▶ [TO-DO LIST]:
A. Answer each of these from the forum thread about the new suv 17, one answer per line and marked in the same way:
(i) Where did makin moves go to pick up the new suv 17?
(ii) What does iFly say in the one-line reply?
(iii) How does makin moves describe the hulls in the vacant lot?
B. Name every distinct username that appears in a post header in the forum thread about the new suv 17.
C. From the forum thread about the new suv 17, reproduce verbatim the stretch from "## anytide (Jul" through "(Mar 9, 2010)".

▶ [TEXT EXCERPT]:
--------------------------------
# New suv 17



## makin moves (Mar 20, 2010)

Went to Ankona to pick up mom and dads new suv 17. Lets just say mom and dad are more than happy with the way the boat turned out. Once again the guys at Ankona did a great job and were happy to now have a copperhead and suv 17 in our family


----------



## makin moves (Mar 20, 2010)

another


----------



## makin moves (Mar 20, 2010)

pic


----------



## makin moves (Mar 20, 2010)

pic


----------



## makin moves (Mar 20, 2010)

pic


----------



## anytide (Jul 30, 2009)

sweeeet ride there m-n-m  . congrats to your parents . -i know they'll love it... tight lines folks -anytide


----------



## iFly (Mar 9, 2010)

That ought to get the job done.


----------



## capt.doug (Aug 1, 2010)

Really nice boat.  Not trying to change the subject, but where is the photo taken with all those hulls laying out in the vacant lot?  Are they up for adoption?   :


----------



## makin moves (Mar 20, 2010)

those are all "someday" projects. ;D


----------



## Charlie (Apr 5, 2010)
--------------------------------
▶ [ENTRIES]:

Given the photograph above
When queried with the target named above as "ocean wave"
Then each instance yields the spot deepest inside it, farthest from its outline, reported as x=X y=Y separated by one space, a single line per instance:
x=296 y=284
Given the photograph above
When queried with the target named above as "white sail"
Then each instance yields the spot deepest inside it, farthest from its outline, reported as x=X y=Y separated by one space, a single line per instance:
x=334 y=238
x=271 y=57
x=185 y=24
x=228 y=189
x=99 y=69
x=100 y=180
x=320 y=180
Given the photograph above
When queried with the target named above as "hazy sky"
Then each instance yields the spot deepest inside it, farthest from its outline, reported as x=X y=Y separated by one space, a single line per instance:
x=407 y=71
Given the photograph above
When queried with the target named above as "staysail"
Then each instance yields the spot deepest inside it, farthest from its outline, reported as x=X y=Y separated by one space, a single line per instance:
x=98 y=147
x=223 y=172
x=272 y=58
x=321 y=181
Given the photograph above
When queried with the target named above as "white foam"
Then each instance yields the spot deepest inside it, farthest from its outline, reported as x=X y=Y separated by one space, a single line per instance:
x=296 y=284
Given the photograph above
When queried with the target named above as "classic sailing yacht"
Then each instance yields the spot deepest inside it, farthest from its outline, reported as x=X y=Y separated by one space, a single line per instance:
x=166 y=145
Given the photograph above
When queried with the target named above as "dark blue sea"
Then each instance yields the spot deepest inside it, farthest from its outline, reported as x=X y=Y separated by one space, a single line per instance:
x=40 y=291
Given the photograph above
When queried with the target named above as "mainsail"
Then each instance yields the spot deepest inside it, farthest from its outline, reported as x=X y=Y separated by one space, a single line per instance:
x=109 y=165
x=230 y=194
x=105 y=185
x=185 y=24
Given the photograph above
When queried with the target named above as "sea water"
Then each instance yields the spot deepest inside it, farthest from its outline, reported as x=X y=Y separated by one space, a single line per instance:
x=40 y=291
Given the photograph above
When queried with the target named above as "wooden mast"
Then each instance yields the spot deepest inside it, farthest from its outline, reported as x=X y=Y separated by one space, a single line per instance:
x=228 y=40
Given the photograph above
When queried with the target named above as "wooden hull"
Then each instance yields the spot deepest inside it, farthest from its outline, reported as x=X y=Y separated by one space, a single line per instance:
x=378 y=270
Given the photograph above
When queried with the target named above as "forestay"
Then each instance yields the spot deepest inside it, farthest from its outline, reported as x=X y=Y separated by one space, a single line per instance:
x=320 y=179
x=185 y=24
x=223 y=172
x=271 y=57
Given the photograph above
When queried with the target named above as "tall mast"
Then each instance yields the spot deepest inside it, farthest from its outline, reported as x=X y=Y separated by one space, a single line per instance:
--------------------------------
▶ [SOLUTIONS BELOW]:
A.
(i) Ankona
(ii) "That ought to get the job done."
(iii) As all "someday" projects

B. makin moves, anytide, iFly, capt.doug, Charlie

C.
## anytide (Jul 30, 2009)

sweeeet ride there m-n-m  . congrats to your parents . -i know they'll love it... tight lines folks -anytide


----------



## iFly (Mar 9, 2010)